*** Opening Excerpt to read ***

Erdogan: Turkey will stay in Syria until the 'people are free'

The Turkish president's comments follow parliamentary elections in Syria over the weekend that critics described as a farce.

al-monitor Turkish army troops, wearing protective masks against the coronavirus, take position behind sand barricades aimed at blocking the road by Syrian protesters on the M4 highway, which links the northern Syrian provinces of Aleppo and Latakia, in opposition of joint Turkish-Russian military patrols near the village of al-Nayrab in Syria's jihadist-controlled northwestern Idlib province on April 13, 2020.  Photo by ABDULWAJED HAJ ESTEIFI/AFP via Getty Images.

Jul 21, 2020

Turkish President Recep Tayyip Erdogan said Tuesday that Turkish forces would stay in Syria, where they are backing the opposition fighting the country’s longtime dictator Syrian President Bashar al-Assad, until peace is restored.

“Until the Syrian people are free, peaceful and safe, we will remain in this country,” Erdogan said during a speech Tuesday, according to Turkish news outlet Ahval.

Turkey supports some of the armed rebel groups fighting Assad's government. Earlier this year, the Turkish government sent thousands of troops to Syria's northwest to stave off a Russian-backed regime offensive on rebel-held Idlib.

The government’s campaign sent hundreds of thousands fleeing toward the locked Turkish border, which has remained closed for years to most Syrian refugees. Turkey already hosts some 3.6 million Syrians and is keen to avoid another refugee crisis on its doorstep.

*** Closing Excerpt to read ***
*** Opening Listed entries ***

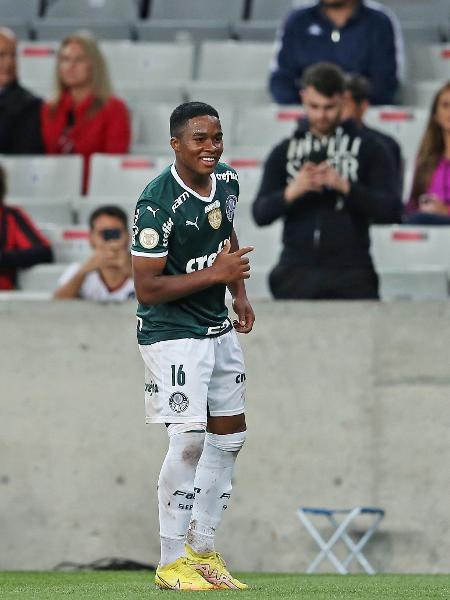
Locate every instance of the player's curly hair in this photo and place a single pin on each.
(186, 111)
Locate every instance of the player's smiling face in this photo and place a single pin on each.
(199, 146)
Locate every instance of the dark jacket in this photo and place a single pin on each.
(369, 44)
(20, 128)
(329, 229)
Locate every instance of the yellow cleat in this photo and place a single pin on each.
(182, 577)
(213, 568)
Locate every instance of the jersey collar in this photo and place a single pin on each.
(183, 185)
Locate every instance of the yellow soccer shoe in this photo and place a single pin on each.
(181, 576)
(213, 568)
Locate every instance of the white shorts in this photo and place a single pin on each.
(187, 379)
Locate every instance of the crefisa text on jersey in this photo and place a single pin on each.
(201, 262)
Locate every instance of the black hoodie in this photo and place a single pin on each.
(327, 228)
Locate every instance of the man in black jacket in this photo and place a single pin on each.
(328, 182)
(19, 109)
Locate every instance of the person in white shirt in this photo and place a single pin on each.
(106, 275)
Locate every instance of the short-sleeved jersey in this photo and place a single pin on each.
(175, 221)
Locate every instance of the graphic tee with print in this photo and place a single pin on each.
(175, 221)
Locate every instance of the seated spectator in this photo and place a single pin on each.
(84, 117)
(20, 131)
(21, 244)
(106, 275)
(430, 195)
(356, 103)
(358, 36)
(328, 182)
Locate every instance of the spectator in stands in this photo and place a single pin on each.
(430, 195)
(106, 275)
(21, 244)
(84, 117)
(20, 131)
(356, 103)
(328, 182)
(358, 36)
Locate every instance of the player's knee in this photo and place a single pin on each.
(229, 442)
(186, 441)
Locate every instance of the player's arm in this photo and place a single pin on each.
(241, 305)
(154, 287)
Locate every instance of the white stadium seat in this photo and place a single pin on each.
(405, 124)
(70, 243)
(43, 175)
(121, 175)
(155, 71)
(36, 65)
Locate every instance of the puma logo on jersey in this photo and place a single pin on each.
(153, 210)
(192, 223)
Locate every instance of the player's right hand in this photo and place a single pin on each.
(232, 266)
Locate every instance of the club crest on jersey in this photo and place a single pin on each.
(214, 214)
(178, 402)
(148, 238)
(230, 207)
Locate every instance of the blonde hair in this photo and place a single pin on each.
(101, 83)
(431, 149)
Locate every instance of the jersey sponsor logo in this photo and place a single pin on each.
(179, 201)
(230, 207)
(135, 228)
(218, 328)
(153, 210)
(215, 218)
(227, 176)
(167, 228)
(194, 223)
(178, 402)
(151, 388)
(201, 262)
(148, 238)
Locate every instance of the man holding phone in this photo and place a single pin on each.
(106, 275)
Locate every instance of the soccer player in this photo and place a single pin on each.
(185, 253)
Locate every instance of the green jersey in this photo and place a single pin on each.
(175, 221)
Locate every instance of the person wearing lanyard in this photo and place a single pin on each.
(430, 196)
(360, 37)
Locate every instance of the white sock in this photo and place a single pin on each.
(176, 492)
(213, 488)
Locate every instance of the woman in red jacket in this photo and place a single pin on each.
(84, 117)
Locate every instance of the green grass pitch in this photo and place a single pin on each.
(126, 585)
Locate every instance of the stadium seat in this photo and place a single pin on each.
(43, 175)
(152, 126)
(430, 61)
(41, 278)
(36, 65)
(85, 205)
(403, 247)
(341, 520)
(232, 72)
(89, 10)
(25, 10)
(154, 71)
(182, 30)
(70, 243)
(265, 125)
(52, 209)
(405, 124)
(197, 10)
(121, 175)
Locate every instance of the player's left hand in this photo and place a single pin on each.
(246, 316)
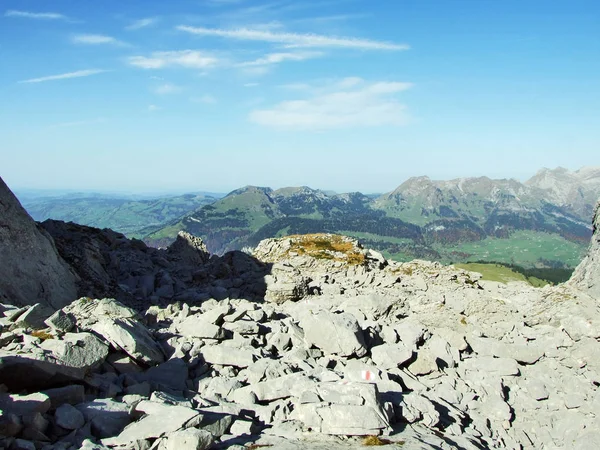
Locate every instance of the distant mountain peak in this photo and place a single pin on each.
(251, 189)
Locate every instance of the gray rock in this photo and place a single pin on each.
(190, 439)
(72, 394)
(189, 249)
(389, 356)
(68, 417)
(35, 316)
(20, 372)
(198, 327)
(224, 355)
(33, 271)
(160, 420)
(337, 334)
(22, 405)
(60, 321)
(172, 374)
(497, 366)
(22, 444)
(107, 417)
(587, 274)
(10, 424)
(81, 350)
(131, 337)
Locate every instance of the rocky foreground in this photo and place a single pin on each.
(312, 343)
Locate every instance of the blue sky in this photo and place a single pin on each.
(335, 94)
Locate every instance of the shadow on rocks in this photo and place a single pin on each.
(110, 265)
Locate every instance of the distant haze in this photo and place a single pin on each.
(199, 95)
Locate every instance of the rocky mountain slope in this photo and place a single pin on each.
(577, 191)
(466, 219)
(311, 343)
(133, 217)
(33, 272)
(587, 274)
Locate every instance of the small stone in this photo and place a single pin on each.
(68, 417)
(190, 439)
(60, 321)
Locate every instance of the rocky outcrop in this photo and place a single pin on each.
(32, 270)
(587, 275)
(413, 353)
(111, 265)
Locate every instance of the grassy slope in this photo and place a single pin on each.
(130, 217)
(524, 248)
(502, 274)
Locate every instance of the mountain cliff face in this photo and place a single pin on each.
(313, 341)
(576, 191)
(33, 271)
(587, 275)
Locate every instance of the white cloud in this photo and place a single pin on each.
(142, 23)
(190, 59)
(275, 58)
(96, 39)
(167, 88)
(206, 99)
(295, 86)
(294, 39)
(78, 123)
(351, 102)
(64, 76)
(38, 16)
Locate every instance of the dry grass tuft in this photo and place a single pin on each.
(372, 441)
(327, 246)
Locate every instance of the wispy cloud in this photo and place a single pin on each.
(351, 102)
(206, 99)
(37, 16)
(167, 88)
(64, 76)
(294, 39)
(275, 58)
(191, 59)
(142, 23)
(332, 18)
(96, 39)
(77, 123)
(223, 2)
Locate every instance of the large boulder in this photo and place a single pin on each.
(33, 271)
(587, 275)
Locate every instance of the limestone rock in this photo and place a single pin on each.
(33, 271)
(587, 274)
(131, 337)
(68, 417)
(190, 439)
(80, 350)
(337, 334)
(160, 420)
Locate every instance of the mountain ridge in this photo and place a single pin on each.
(422, 218)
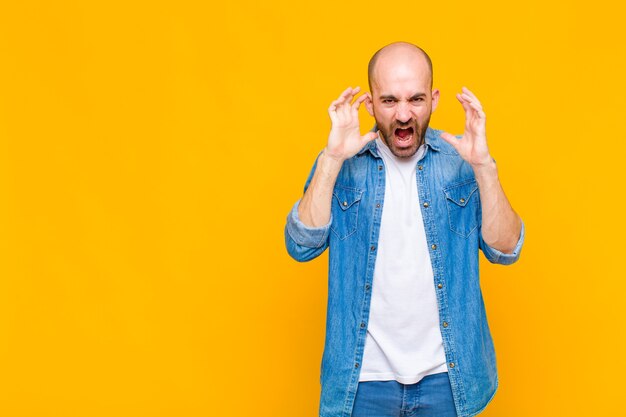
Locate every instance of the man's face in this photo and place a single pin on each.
(402, 102)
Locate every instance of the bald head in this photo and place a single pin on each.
(396, 53)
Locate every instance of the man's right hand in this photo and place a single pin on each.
(345, 139)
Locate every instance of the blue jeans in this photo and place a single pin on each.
(430, 397)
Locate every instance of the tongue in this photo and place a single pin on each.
(403, 133)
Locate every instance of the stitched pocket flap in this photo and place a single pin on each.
(347, 196)
(461, 193)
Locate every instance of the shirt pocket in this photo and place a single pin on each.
(345, 209)
(462, 201)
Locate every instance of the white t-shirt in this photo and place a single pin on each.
(403, 336)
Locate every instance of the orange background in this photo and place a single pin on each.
(150, 152)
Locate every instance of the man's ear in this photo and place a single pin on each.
(368, 103)
(435, 96)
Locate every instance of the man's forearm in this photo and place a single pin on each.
(314, 208)
(501, 226)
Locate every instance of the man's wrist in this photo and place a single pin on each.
(486, 169)
(332, 160)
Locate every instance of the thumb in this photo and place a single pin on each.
(451, 139)
(370, 136)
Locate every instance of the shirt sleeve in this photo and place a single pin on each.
(305, 242)
(497, 257)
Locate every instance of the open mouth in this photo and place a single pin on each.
(403, 135)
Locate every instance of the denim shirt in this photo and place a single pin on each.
(450, 204)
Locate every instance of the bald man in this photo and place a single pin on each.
(405, 210)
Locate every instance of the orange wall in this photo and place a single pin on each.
(150, 152)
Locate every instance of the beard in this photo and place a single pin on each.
(404, 139)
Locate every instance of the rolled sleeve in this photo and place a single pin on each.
(303, 235)
(497, 257)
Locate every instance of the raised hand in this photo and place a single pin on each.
(473, 144)
(345, 139)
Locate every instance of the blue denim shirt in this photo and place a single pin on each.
(450, 204)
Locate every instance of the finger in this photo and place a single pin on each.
(342, 98)
(358, 101)
(451, 139)
(469, 99)
(370, 136)
(471, 95)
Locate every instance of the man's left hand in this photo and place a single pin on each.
(472, 146)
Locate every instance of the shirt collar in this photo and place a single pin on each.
(432, 141)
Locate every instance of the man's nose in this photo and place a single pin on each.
(403, 113)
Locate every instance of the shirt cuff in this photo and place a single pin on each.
(498, 257)
(310, 237)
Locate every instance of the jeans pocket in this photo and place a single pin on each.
(462, 201)
(345, 210)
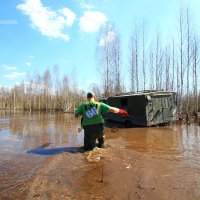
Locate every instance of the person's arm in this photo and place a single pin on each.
(78, 112)
(118, 111)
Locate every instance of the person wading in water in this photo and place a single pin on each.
(93, 122)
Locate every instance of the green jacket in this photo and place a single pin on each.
(92, 112)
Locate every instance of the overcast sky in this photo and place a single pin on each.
(39, 34)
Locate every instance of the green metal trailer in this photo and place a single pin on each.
(147, 108)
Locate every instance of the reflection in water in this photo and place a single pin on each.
(175, 139)
(31, 130)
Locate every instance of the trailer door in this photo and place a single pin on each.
(166, 104)
(157, 109)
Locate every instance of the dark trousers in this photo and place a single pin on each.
(91, 134)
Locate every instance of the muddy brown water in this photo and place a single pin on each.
(41, 158)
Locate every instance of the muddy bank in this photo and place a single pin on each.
(138, 163)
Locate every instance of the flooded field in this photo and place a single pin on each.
(41, 158)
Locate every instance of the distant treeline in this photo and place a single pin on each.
(151, 65)
(42, 93)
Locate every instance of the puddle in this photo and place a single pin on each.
(41, 158)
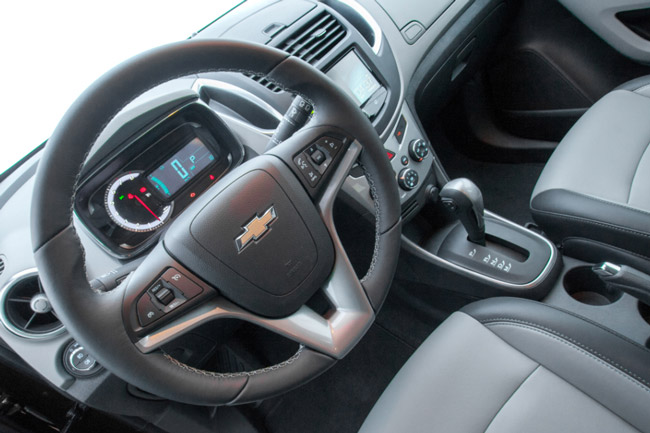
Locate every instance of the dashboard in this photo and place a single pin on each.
(128, 200)
(173, 143)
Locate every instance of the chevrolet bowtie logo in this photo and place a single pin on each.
(256, 228)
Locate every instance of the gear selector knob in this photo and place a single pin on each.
(464, 199)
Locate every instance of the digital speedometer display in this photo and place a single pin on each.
(184, 165)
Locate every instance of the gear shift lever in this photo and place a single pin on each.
(464, 199)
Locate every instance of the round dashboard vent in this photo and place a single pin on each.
(25, 310)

*** Closing Listed entries ***

## Task requirements
1. In the article on Erdogan's remarks about Syria, set down everything from "Erdogan: Turkey will" down to "via Getty Images.", word for word.
2. List every Syrian province that the article on Erdogan's remarks about Syria names.
3. Extend the article on Erdogan's pledge to keep Turkish forces in Syria with a few more paragraphs that follow on from its final sentence.

## Results of the exercise
1.
Erdogan: Turkey will stay in Syria until the 'people are free'

The Turkish president's comments follow parliamentary elections in Syria over the weekend that critics described as a farce.

al-monitor Turkish army troops, wearing protective masks against the coronavirus, take position behind sand barricades aimed at blocking the road by Syrian protesters on the M4 highway, which links the northern Syrian provinces of Aleppo and Latakia, in opposition of joint Turkish-Russian military patrols near the village of al-Nayrab in Syria's jihadist-controlled northwestern Idlib province on April 13, 2020.  Photo by ABDULWAJED HAJ ESTEIFI/AFP via Getty Images.

2. Aleppo, Latakia, Idlib

3.
The bloodshed ended with a fragile truce brokered by Ankara and Moscow, Assad’s main ally, in early March. Part of the cease-fire called for the two countries to establish a jointly patrolled buffer region along the strategic M4 highway connecting Aleppo and Latakia provinces. Last week, several Turkish and Russian troops were reportedly injured after a roadside bomb exploded near their patrol.

Meanwhile, Syrians across government-held areas on Sunday went to the polls to cast their ballots in parliamentary elections that the opposition denounced as a sham. Assad's Baath Party and loyalist groups are expected to win most of the 250 seats in what marked the third such election since the civil war erupted in 2011.

After nine years of war, the regime has cemented control over roughly 70% of the country. The remainder is under Kurdish authority in the northeast, and a pocket of northwest Syria is held by the opposition and terrorist groups.